## What the exercise asks
In the listing below, locate the line containing "[point] at the window (one"; reproduce that line and all lines that follow it, unchanged.

## Records supplied
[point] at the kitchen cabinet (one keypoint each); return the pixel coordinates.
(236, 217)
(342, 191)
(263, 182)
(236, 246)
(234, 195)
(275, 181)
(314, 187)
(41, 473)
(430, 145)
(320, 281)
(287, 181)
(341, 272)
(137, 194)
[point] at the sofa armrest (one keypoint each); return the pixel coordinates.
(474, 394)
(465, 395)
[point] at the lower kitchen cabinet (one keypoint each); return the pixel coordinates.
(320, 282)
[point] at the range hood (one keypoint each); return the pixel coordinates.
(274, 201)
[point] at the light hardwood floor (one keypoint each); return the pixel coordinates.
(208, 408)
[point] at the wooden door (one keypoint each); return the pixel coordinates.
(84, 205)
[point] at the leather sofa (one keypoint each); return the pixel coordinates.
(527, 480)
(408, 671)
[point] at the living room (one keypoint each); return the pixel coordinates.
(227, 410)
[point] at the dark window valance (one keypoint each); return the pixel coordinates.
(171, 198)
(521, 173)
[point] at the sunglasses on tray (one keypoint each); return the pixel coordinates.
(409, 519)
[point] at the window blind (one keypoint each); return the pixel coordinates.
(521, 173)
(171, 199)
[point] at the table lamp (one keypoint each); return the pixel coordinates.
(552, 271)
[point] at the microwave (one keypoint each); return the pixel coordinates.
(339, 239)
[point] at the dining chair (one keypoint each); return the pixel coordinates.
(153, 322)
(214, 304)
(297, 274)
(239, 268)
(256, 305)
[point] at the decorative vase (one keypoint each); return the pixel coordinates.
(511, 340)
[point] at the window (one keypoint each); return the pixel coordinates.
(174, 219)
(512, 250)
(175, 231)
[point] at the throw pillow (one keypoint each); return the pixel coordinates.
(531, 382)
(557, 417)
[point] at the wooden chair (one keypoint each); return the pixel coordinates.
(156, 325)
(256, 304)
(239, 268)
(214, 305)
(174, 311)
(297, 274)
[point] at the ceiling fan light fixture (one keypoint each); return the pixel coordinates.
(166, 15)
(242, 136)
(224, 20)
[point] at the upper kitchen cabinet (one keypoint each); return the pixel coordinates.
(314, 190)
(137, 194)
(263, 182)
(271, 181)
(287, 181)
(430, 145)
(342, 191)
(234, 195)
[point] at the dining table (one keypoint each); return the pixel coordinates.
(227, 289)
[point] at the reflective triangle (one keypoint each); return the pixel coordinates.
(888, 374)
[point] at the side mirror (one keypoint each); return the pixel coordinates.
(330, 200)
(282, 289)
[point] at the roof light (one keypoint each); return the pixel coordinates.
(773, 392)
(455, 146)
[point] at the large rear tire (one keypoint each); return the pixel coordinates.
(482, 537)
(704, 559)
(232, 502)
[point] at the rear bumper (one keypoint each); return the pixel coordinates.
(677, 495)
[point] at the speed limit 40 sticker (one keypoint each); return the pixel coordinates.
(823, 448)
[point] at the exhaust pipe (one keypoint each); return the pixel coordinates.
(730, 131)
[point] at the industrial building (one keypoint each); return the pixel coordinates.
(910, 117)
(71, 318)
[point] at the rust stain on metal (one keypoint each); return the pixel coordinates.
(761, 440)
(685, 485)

## Complete answer
[point] at the window (one keypoint each); return the pixel coordinates.
(174, 219)
(512, 250)
(175, 231)
[point] at the throw pillow (one keypoint each); return the pixel coordinates.
(531, 382)
(557, 417)
[point] at the wooden chair (one keypoint each); return the pixel coordinates.
(156, 325)
(256, 304)
(239, 268)
(214, 305)
(174, 311)
(297, 274)
[point] at the ceiling fan light fixture (one keypoint each); return the pixel coordinates.
(166, 15)
(242, 136)
(224, 20)
[point] at the upper kitchen cabinet (one keypoint each); return the pixel coordinates.
(314, 190)
(137, 194)
(263, 182)
(271, 181)
(287, 181)
(430, 145)
(342, 191)
(234, 195)
[point] at the dining table (one keypoint each); return the pixel coordinates.
(227, 289)
[point] at the reflective triangle (one keypoint each); return the pixel coordinates.
(888, 374)
[point] at the side mirror (one keypoint each); return the pixel coordinates.
(330, 200)
(282, 289)
[point] at the roof light (one keypoint each); return the pixel coordinates.
(773, 392)
(455, 146)
[point] at the large rear tire (one keypoint each); return the pixel coordinates.
(482, 537)
(704, 559)
(232, 502)
[point] at the rear bumper (one keypoint each); return the pixel coordinates.
(677, 495)
[point] at the speed limit 40 sticker (one keypoint each); return the pixel coordinates.
(823, 448)
[point] at the exhaust pipe (one keypoint each); return the pixel coordinates.
(730, 131)
[point] at the industrial building (one keypoint each); return the pixel coordinates.
(910, 117)
(71, 318)
[point] at the rust stain on metal (one keypoint each); return the pixel coordinates.
(761, 440)
(685, 485)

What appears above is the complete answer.